EXTRACT TO READ -
# The Magic Sign....



## MagicTMac (Jul 14, 2002)

Magic sign F Jabari Smith and C Peter Cornell.

*Smith (6’11”, 250, 2/12/77) played in 23 regular season games with both Sacramento and Philadelphia last season, averaging 3.2 ppg. and 1.2 rpg. in 7.9 minpg. He scored a career-high 14 points on Apr. 15 vs. Chicago. 

Originally selected in the second round (45th overall) of the 2000 NBA Draft by Sacramento, Smith has appeared in 32 career games with both the Kings and Philadelphia, averaging 3.1 ppg. and 1.1 rpg. in 7.7 minpg. He played in 61 career collegiate games with LSU, where he averaged 12.6 ppg., 8.2 rpg., 2.1 apg. and 1.03 blkpg. Smith earned Second Team All-SEC honors in 1999-2000 and ranks in the school’s all-time top ten in blocked shots. 

Cornell (6’11”, 255, 6/1/76) played in five games with Denver during the 2002 Rocky Mountain Revue, averaging 4.0 ppg. and 2.6 rpg. in 6.6 minpg. Prior to several stints in the ABA and Europe, Cornell played college basketball for Loyola Marymount, where he was an Honorable Mention All-West Coast Conference in 1997-98. *

I would much rather have signed Smush and Hightower. Didn't they play with us and play well?


----------



## JNice (Jul 13, 2002)

I would like to have signed Smush, but Magic now have Darrell and Jacque Vaughn at the point, with Sasser, McGrady, Hill and even Miller at times able to handle the ball effectively. So a PG is not a real major need.

OBJECTIVE -
Please carry the forum thread about the Magic's signings further, starting from the point where it stops. The listing after this plays no part in the work.

Records from a dataset
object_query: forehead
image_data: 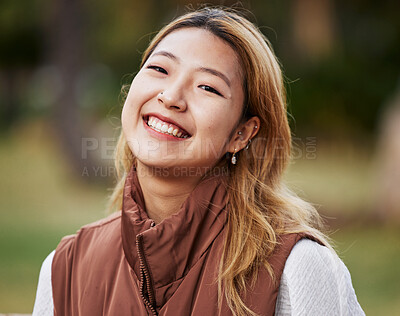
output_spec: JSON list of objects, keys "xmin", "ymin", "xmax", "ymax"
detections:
[{"xmin": 152, "ymin": 27, "xmax": 242, "ymax": 81}]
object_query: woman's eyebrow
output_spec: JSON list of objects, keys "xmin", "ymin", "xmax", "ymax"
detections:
[{"xmin": 153, "ymin": 50, "xmax": 231, "ymax": 88}]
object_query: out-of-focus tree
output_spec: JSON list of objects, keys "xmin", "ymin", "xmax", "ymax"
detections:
[{"xmin": 0, "ymin": 0, "xmax": 42, "ymax": 130}]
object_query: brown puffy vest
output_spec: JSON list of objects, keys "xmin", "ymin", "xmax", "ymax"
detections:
[{"xmin": 52, "ymin": 170, "xmax": 310, "ymax": 316}]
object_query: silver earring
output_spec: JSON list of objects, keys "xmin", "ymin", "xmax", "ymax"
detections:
[
  {"xmin": 231, "ymin": 148, "xmax": 237, "ymax": 165},
  {"xmin": 245, "ymin": 138, "xmax": 251, "ymax": 150}
]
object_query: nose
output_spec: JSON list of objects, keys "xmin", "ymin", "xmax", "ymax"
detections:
[{"xmin": 157, "ymin": 90, "xmax": 187, "ymax": 112}]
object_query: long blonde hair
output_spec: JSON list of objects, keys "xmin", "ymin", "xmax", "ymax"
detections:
[{"xmin": 110, "ymin": 8, "xmax": 329, "ymax": 315}]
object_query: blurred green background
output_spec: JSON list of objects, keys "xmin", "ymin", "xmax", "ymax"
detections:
[{"xmin": 0, "ymin": 0, "xmax": 400, "ymax": 315}]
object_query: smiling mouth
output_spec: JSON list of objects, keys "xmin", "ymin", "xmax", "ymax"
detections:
[{"xmin": 144, "ymin": 115, "xmax": 191, "ymax": 138}]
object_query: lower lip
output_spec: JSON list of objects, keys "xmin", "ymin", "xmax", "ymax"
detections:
[{"xmin": 143, "ymin": 120, "xmax": 188, "ymax": 141}]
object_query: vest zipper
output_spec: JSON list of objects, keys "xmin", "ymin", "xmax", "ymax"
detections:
[{"xmin": 136, "ymin": 234, "xmax": 158, "ymax": 316}]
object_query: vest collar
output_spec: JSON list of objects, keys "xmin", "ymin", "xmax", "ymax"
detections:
[{"xmin": 121, "ymin": 168, "xmax": 227, "ymax": 306}]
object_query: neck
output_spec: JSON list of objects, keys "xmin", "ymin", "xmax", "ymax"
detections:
[{"xmin": 136, "ymin": 161, "xmax": 201, "ymax": 224}]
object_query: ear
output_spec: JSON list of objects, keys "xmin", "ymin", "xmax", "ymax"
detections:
[{"xmin": 228, "ymin": 116, "xmax": 260, "ymax": 153}]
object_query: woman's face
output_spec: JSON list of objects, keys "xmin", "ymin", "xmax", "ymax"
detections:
[{"xmin": 122, "ymin": 28, "xmax": 244, "ymax": 172}]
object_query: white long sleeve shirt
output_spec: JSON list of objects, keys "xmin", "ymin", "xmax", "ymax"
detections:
[{"xmin": 32, "ymin": 239, "xmax": 365, "ymax": 316}]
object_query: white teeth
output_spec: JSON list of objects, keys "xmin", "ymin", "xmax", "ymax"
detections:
[{"xmin": 147, "ymin": 117, "xmax": 188, "ymax": 138}]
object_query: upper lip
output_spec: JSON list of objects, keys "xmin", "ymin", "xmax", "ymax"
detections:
[{"xmin": 143, "ymin": 113, "xmax": 192, "ymax": 136}]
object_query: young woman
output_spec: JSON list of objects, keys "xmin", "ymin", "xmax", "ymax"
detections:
[{"xmin": 34, "ymin": 8, "xmax": 364, "ymax": 316}]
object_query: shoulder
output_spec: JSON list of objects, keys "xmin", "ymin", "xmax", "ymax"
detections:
[
  {"xmin": 32, "ymin": 251, "xmax": 54, "ymax": 316},
  {"xmin": 53, "ymin": 212, "xmax": 121, "ymax": 266},
  {"xmin": 59, "ymin": 212, "xmax": 121, "ymax": 246},
  {"xmin": 277, "ymin": 239, "xmax": 364, "ymax": 315}
]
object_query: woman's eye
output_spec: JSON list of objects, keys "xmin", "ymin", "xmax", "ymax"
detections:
[
  {"xmin": 199, "ymin": 85, "xmax": 222, "ymax": 97},
  {"xmin": 147, "ymin": 65, "xmax": 168, "ymax": 75}
]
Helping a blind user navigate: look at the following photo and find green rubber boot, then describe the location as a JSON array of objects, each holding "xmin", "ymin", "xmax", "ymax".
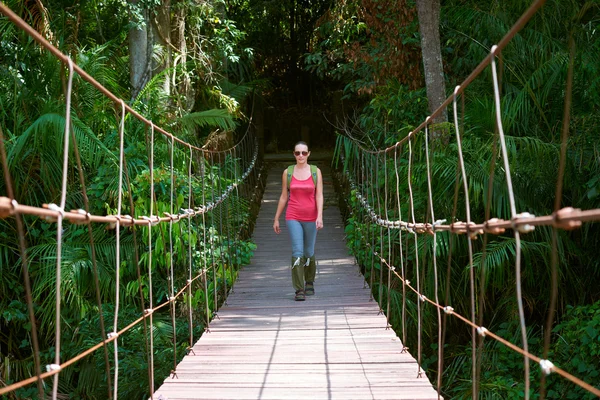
[
  {"xmin": 304, "ymin": 254, "xmax": 317, "ymax": 296},
  {"xmin": 292, "ymin": 257, "xmax": 306, "ymax": 293}
]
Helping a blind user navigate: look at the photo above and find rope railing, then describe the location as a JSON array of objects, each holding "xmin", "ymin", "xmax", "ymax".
[
  {"xmin": 336, "ymin": 0, "xmax": 600, "ymax": 399},
  {"xmin": 0, "ymin": 2, "xmax": 260, "ymax": 399}
]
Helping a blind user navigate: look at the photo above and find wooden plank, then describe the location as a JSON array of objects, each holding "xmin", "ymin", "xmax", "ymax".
[{"xmin": 154, "ymin": 163, "xmax": 438, "ymax": 400}]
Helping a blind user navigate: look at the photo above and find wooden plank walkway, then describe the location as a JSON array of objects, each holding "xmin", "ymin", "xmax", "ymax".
[{"xmin": 154, "ymin": 161, "xmax": 438, "ymax": 400}]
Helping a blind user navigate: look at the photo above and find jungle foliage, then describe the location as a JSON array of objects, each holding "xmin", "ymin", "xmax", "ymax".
[
  {"xmin": 314, "ymin": 0, "xmax": 600, "ymax": 399},
  {"xmin": 0, "ymin": 0, "xmax": 258, "ymax": 399}
]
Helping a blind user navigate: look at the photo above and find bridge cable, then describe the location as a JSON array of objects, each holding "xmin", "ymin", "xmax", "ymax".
[
  {"xmin": 424, "ymin": 117, "xmax": 442, "ymax": 399},
  {"xmin": 69, "ymin": 104, "xmax": 115, "ymax": 400},
  {"xmin": 490, "ymin": 46, "xmax": 529, "ymax": 400},
  {"xmin": 540, "ymin": 32, "xmax": 575, "ymax": 400},
  {"xmin": 408, "ymin": 138, "xmax": 424, "ymax": 378},
  {"xmin": 394, "ymin": 148, "xmax": 406, "ymax": 351},
  {"xmin": 146, "ymin": 122, "xmax": 155, "ymax": 400},
  {"xmin": 452, "ymin": 86, "xmax": 477, "ymax": 399},
  {"xmin": 167, "ymin": 136, "xmax": 181, "ymax": 377},
  {"xmin": 0, "ymin": 130, "xmax": 44, "ymax": 399}
]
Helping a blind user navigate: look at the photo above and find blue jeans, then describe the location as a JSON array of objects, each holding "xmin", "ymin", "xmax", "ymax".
[{"xmin": 285, "ymin": 219, "xmax": 317, "ymax": 258}]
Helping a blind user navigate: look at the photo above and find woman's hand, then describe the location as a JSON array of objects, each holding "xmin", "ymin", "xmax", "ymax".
[
  {"xmin": 273, "ymin": 219, "xmax": 281, "ymax": 235},
  {"xmin": 317, "ymin": 218, "xmax": 323, "ymax": 229}
]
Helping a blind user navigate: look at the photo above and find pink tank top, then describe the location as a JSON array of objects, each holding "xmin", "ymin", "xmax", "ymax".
[{"xmin": 285, "ymin": 175, "xmax": 318, "ymax": 222}]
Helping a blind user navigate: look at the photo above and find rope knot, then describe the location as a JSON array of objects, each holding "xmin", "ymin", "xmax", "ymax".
[
  {"xmin": 43, "ymin": 203, "xmax": 65, "ymax": 222},
  {"xmin": 71, "ymin": 208, "xmax": 92, "ymax": 225},
  {"xmin": 512, "ymin": 212, "xmax": 535, "ymax": 233},
  {"xmin": 540, "ymin": 360, "xmax": 554, "ymax": 375},
  {"xmin": 552, "ymin": 207, "xmax": 581, "ymax": 231},
  {"xmin": 0, "ymin": 197, "xmax": 14, "ymax": 218},
  {"xmin": 46, "ymin": 364, "xmax": 62, "ymax": 372},
  {"xmin": 483, "ymin": 218, "xmax": 506, "ymax": 235},
  {"xmin": 106, "ymin": 332, "xmax": 119, "ymax": 339}
]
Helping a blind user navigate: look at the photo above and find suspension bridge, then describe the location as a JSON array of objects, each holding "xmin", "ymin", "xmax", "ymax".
[
  {"xmin": 0, "ymin": 1, "xmax": 600, "ymax": 400},
  {"xmin": 154, "ymin": 160, "xmax": 437, "ymax": 399}
]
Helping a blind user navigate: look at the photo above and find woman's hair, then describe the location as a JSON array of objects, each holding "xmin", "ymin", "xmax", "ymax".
[{"xmin": 294, "ymin": 140, "xmax": 308, "ymax": 149}]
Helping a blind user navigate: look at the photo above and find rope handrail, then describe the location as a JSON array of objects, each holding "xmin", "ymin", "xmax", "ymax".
[
  {"xmin": 0, "ymin": 2, "xmax": 260, "ymax": 399},
  {"xmin": 0, "ymin": 138, "xmax": 258, "ymax": 395},
  {"xmin": 351, "ymin": 0, "xmax": 546, "ymax": 154}
]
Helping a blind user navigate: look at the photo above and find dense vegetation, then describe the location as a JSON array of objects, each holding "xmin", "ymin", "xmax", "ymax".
[
  {"xmin": 322, "ymin": 1, "xmax": 600, "ymax": 399},
  {"xmin": 0, "ymin": 1, "xmax": 258, "ymax": 399},
  {"xmin": 0, "ymin": 0, "xmax": 600, "ymax": 399}
]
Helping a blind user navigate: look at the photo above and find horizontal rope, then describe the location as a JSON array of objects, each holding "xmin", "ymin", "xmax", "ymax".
[
  {"xmin": 367, "ymin": 247, "xmax": 600, "ymax": 396},
  {"xmin": 344, "ymin": 0, "xmax": 546, "ymax": 154},
  {"xmin": 0, "ymin": 146, "xmax": 258, "ymax": 228},
  {"xmin": 0, "ymin": 2, "xmax": 253, "ymax": 154},
  {"xmin": 0, "ymin": 269, "xmax": 207, "ymax": 395}
]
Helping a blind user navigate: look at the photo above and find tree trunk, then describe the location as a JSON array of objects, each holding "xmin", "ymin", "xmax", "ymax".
[
  {"xmin": 416, "ymin": 0, "xmax": 448, "ymax": 122},
  {"xmin": 154, "ymin": 0, "xmax": 173, "ymax": 96},
  {"xmin": 171, "ymin": 0, "xmax": 194, "ymax": 111},
  {"xmin": 129, "ymin": 0, "xmax": 150, "ymax": 99}
]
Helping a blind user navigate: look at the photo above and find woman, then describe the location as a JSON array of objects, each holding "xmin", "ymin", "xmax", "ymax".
[{"xmin": 273, "ymin": 142, "xmax": 323, "ymax": 301}]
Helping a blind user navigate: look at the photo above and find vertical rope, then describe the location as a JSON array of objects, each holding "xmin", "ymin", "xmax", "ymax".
[
  {"xmin": 374, "ymin": 155, "xmax": 385, "ymax": 314},
  {"xmin": 71, "ymin": 120, "xmax": 113, "ymax": 399},
  {"xmin": 425, "ymin": 117, "xmax": 442, "ymax": 399},
  {"xmin": 394, "ymin": 146, "xmax": 406, "ymax": 347},
  {"xmin": 490, "ymin": 45, "xmax": 530, "ymax": 400},
  {"xmin": 148, "ymin": 122, "xmax": 154, "ymax": 399},
  {"xmin": 0, "ymin": 126, "xmax": 44, "ymax": 399},
  {"xmin": 218, "ymin": 153, "xmax": 229, "ymax": 305},
  {"xmin": 109, "ymin": 100, "xmax": 125, "ymax": 399},
  {"xmin": 453, "ymin": 86, "xmax": 477, "ymax": 398},
  {"xmin": 367, "ymin": 154, "xmax": 375, "ymax": 301},
  {"xmin": 540, "ymin": 32, "xmax": 575, "ymax": 400},
  {"xmin": 187, "ymin": 146, "xmax": 194, "ymax": 348},
  {"xmin": 209, "ymin": 153, "xmax": 219, "ymax": 312},
  {"xmin": 201, "ymin": 154, "xmax": 210, "ymax": 332},
  {"xmin": 360, "ymin": 148, "xmax": 372, "ymax": 286},
  {"xmin": 478, "ymin": 58, "xmax": 502, "ymax": 396},
  {"xmin": 408, "ymin": 138, "xmax": 423, "ymax": 378},
  {"xmin": 383, "ymin": 153, "xmax": 394, "ymax": 329},
  {"xmin": 169, "ymin": 137, "xmax": 177, "ymax": 374},
  {"xmin": 50, "ymin": 58, "xmax": 73, "ymax": 400}
]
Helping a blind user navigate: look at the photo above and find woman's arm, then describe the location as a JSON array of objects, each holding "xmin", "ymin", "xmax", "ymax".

THE RESPONSE -
I doubt both these big guys will remain on the roster. These are probably training camp contracts, non-guaranteed.. I could be wrong... I think Jabari Smith will probably make the roster. He is still very young and has some potential, potential to at least be a decent backup big man.

Orlando now has two solid vet big men in Grant and Kemp, with some very young big men with potential.. Hunter, Oyedeji, Humphrey, and now Smith.

I like the signings. Some cheap depth at the big spots.

Sorry, but I doubt Cory Hightower will ever make an NBA team. 

I am hoping Orlando will drop Cornell and sign Smush. 

PG Vaughn/Armstrong/Parker
SG Tmac/Miller/Sasser
SF Hill/Garrity/Humphrey
PF Grant/Oyedeji/Smith
C Kemp/Hunter/Cornell

Obviously that is too many guys.. I would expect no Smush, dropping of Cornell, and Hunter and Sasser on the IR all year again.

Still.. Orlando looks much deeper than last season.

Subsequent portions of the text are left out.